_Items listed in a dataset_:
□ □ □ □ □

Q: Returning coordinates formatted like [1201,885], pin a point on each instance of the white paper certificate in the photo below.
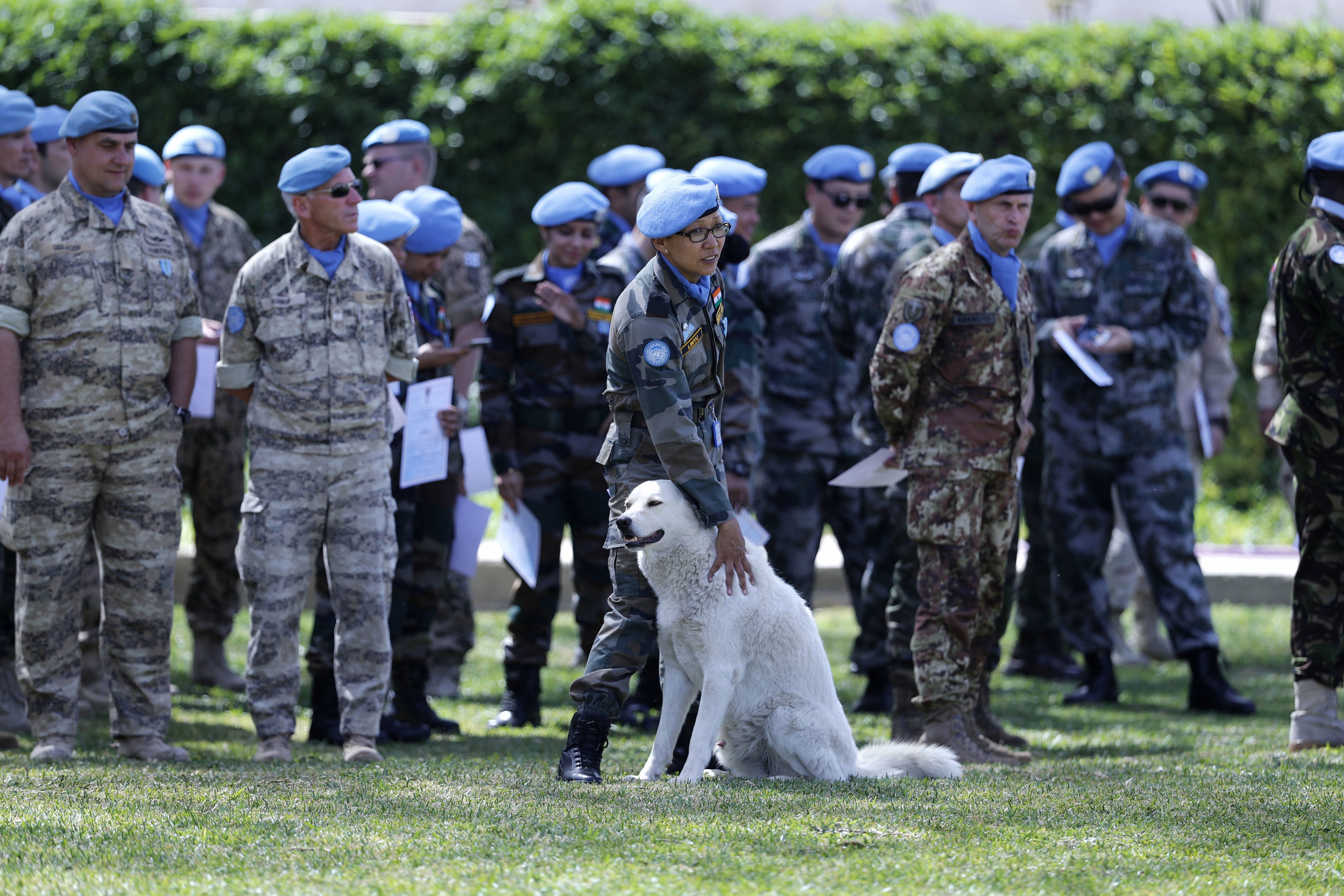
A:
[1084,359]
[424,444]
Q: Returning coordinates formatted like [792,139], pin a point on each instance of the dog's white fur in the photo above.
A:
[767,695]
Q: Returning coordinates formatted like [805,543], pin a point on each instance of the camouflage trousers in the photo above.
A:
[130,498]
[211,463]
[630,632]
[562,486]
[1158,498]
[794,503]
[1318,636]
[962,522]
[298,508]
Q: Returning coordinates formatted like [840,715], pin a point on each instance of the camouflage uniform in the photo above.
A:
[96,308]
[211,452]
[544,412]
[806,416]
[1128,434]
[1308,289]
[953,406]
[857,303]
[318,351]
[664,370]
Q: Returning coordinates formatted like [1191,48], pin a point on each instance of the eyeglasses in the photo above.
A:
[702,234]
[1082,210]
[338,191]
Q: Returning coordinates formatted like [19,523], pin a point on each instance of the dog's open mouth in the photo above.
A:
[647,541]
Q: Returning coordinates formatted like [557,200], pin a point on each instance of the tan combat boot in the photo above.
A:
[361,749]
[275,749]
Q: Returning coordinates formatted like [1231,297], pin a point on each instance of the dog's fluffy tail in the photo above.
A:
[894,758]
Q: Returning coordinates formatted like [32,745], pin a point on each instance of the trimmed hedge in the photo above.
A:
[521,100]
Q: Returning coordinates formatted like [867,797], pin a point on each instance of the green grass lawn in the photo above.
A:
[1135,798]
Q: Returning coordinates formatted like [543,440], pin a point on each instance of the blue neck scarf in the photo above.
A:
[564,277]
[111,206]
[1005,269]
[1109,245]
[698,291]
[193,220]
[328,260]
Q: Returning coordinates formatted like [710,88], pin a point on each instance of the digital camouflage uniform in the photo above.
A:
[953,406]
[857,303]
[318,352]
[664,370]
[1127,436]
[211,452]
[544,410]
[96,308]
[1308,289]
[806,413]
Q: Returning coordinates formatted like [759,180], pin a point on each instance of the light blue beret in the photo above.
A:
[945,168]
[148,168]
[17,112]
[574,201]
[46,127]
[999,177]
[312,168]
[196,140]
[1327,152]
[913,158]
[440,217]
[101,111]
[840,163]
[736,178]
[384,221]
[677,203]
[1085,168]
[624,166]
[404,131]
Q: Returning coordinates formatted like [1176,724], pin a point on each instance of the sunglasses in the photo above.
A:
[1081,210]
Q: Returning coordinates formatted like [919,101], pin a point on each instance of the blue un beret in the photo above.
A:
[404,131]
[840,163]
[736,178]
[17,112]
[384,221]
[677,203]
[624,166]
[913,158]
[1327,152]
[574,201]
[101,111]
[999,177]
[196,140]
[440,215]
[46,127]
[1085,168]
[148,168]
[312,168]
[945,168]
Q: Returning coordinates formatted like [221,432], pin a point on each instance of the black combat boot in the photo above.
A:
[1100,686]
[522,703]
[1209,690]
[581,761]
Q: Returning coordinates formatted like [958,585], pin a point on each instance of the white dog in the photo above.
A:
[767,695]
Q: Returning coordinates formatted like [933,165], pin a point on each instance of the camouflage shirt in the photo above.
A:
[96,308]
[955,397]
[1308,292]
[1154,289]
[857,301]
[318,350]
[666,364]
[538,371]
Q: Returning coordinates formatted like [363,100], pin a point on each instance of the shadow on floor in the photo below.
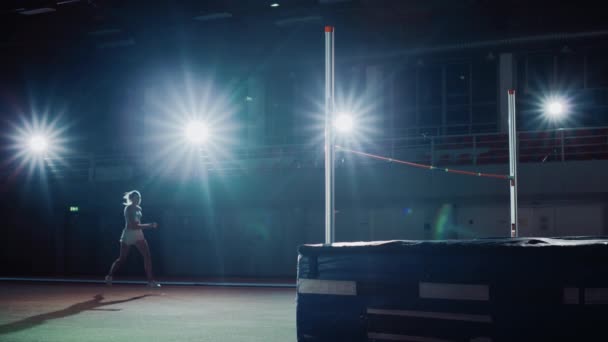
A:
[92,304]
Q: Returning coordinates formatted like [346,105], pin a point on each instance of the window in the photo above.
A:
[458,84]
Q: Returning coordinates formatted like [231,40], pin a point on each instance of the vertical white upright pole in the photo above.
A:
[329,137]
[513,163]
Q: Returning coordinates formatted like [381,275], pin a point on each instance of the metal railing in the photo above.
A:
[561,145]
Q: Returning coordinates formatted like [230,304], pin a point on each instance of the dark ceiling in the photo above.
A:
[245,29]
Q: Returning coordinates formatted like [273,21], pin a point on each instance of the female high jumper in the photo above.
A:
[133,234]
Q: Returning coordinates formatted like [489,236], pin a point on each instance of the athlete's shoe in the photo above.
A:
[153,284]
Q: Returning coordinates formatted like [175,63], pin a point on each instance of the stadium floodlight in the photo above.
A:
[344,123]
[197,132]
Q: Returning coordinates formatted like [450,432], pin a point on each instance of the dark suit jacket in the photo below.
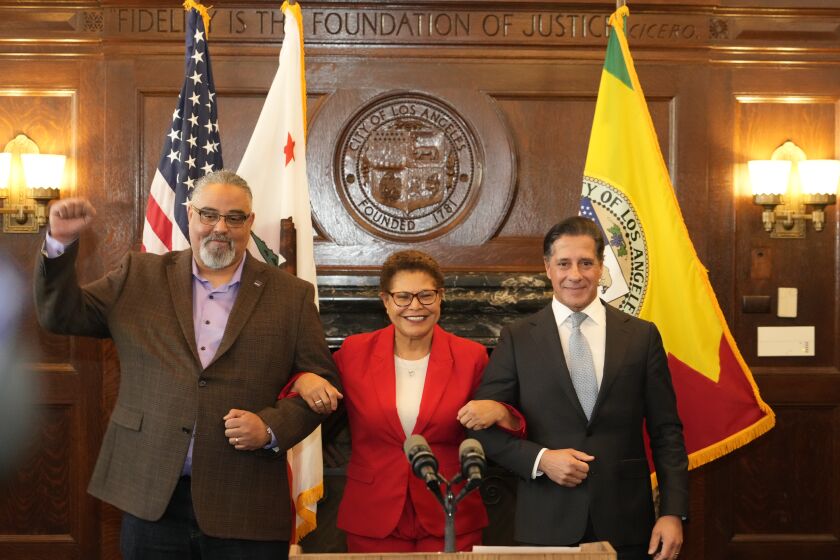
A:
[145,306]
[379,477]
[528,370]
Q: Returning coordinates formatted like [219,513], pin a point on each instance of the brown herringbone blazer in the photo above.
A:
[145,306]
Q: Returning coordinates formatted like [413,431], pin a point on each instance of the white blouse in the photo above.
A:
[411,377]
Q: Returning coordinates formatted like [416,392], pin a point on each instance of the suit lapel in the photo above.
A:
[437,378]
[383,377]
[545,332]
[179,276]
[251,285]
[616,347]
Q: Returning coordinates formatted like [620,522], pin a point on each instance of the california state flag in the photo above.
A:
[653,271]
[274,165]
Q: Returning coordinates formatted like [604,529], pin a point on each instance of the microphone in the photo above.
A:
[473,463]
[422,460]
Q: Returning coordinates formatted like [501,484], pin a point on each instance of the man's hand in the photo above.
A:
[245,430]
[69,217]
[566,467]
[666,538]
[318,393]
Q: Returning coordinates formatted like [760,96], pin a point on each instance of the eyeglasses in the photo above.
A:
[211,217]
[404,299]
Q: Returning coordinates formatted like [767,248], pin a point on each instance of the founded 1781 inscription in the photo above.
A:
[408,168]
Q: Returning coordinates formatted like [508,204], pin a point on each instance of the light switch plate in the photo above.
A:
[786,341]
[787,302]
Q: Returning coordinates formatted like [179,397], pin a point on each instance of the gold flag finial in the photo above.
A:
[201,9]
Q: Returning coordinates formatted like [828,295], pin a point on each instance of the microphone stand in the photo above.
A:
[449,501]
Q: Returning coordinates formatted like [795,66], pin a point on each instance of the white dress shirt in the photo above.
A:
[594,328]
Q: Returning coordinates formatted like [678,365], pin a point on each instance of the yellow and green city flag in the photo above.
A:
[652,269]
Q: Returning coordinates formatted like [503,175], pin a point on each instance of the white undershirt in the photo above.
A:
[411,377]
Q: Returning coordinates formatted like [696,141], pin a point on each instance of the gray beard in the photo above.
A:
[217,258]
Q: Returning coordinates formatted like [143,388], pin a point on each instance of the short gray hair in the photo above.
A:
[221,177]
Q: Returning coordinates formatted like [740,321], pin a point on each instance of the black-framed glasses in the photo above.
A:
[211,217]
[404,299]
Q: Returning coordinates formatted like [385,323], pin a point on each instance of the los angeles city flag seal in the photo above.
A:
[653,271]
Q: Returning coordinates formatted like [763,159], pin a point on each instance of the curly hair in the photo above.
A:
[410,260]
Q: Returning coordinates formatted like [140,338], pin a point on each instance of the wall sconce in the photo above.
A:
[28,181]
[788,184]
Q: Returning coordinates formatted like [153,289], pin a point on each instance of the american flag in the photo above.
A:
[191,148]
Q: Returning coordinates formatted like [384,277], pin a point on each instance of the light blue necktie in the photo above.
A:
[581,366]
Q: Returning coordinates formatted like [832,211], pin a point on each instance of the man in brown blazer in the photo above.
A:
[207,338]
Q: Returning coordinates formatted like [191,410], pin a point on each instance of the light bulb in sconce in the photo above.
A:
[769,180]
[819,186]
[28,181]
[5,173]
[785,207]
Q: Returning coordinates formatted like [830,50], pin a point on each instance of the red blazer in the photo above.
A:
[379,478]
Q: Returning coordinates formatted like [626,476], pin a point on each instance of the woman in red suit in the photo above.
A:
[411,377]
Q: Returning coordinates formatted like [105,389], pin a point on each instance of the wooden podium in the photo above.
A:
[588,551]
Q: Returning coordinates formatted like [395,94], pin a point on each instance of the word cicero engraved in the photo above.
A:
[407,166]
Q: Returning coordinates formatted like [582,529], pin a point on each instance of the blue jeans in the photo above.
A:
[176,536]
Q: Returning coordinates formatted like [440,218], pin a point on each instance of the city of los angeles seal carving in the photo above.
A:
[408,168]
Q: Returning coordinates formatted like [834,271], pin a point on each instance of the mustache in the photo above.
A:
[217,237]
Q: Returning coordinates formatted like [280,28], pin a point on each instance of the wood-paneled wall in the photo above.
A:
[726,81]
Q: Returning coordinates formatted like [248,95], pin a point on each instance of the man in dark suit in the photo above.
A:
[588,379]
[194,452]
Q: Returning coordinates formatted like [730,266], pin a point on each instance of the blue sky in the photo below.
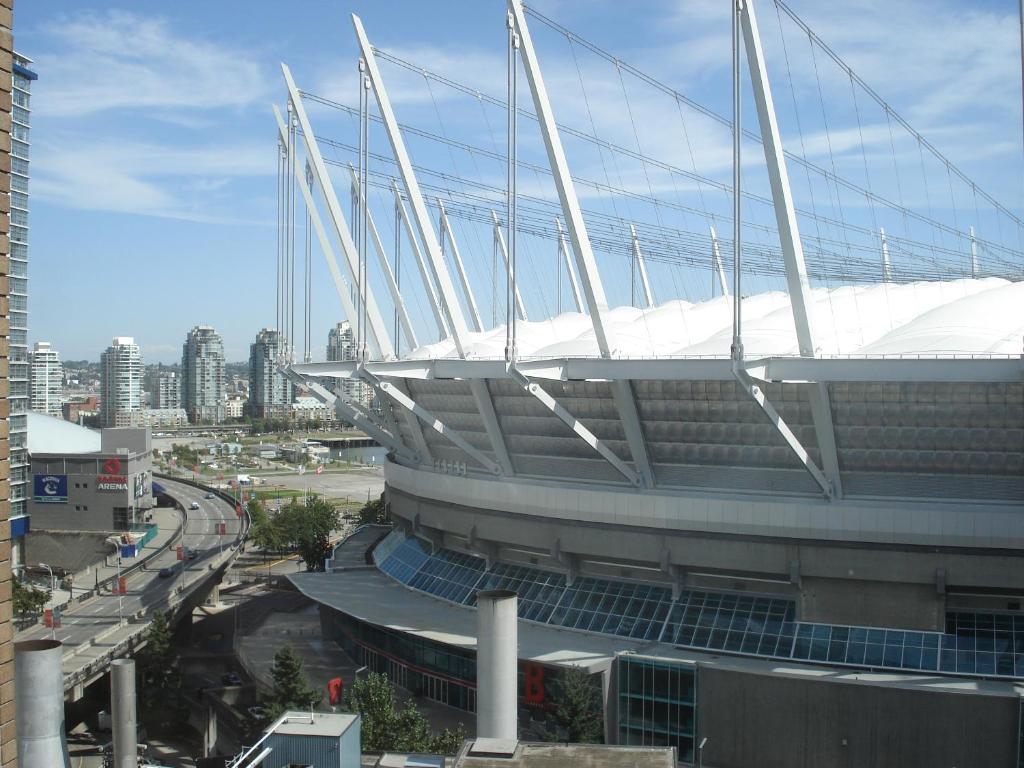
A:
[154,170]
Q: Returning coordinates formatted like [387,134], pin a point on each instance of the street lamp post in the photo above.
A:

□ □ □ □ □

_Your assignment_:
Your answer should be the lines above, from the line containing "Q: Returning coordinates formatted like [1176,724], pin" up to and including the line containing "Q: Returning coordinates formatted like [919,101], pin", reproduced exactly and with nothing else.

_Your solution_:
Q: Returning coordinates formatted like [1176,724], pin a point on each instance of the sunglasses in the photo above.
A:
[1081,210]
Q: Returning coordinates formatted like [919,101], pin a point on each instance of the blue un beret in the photo above.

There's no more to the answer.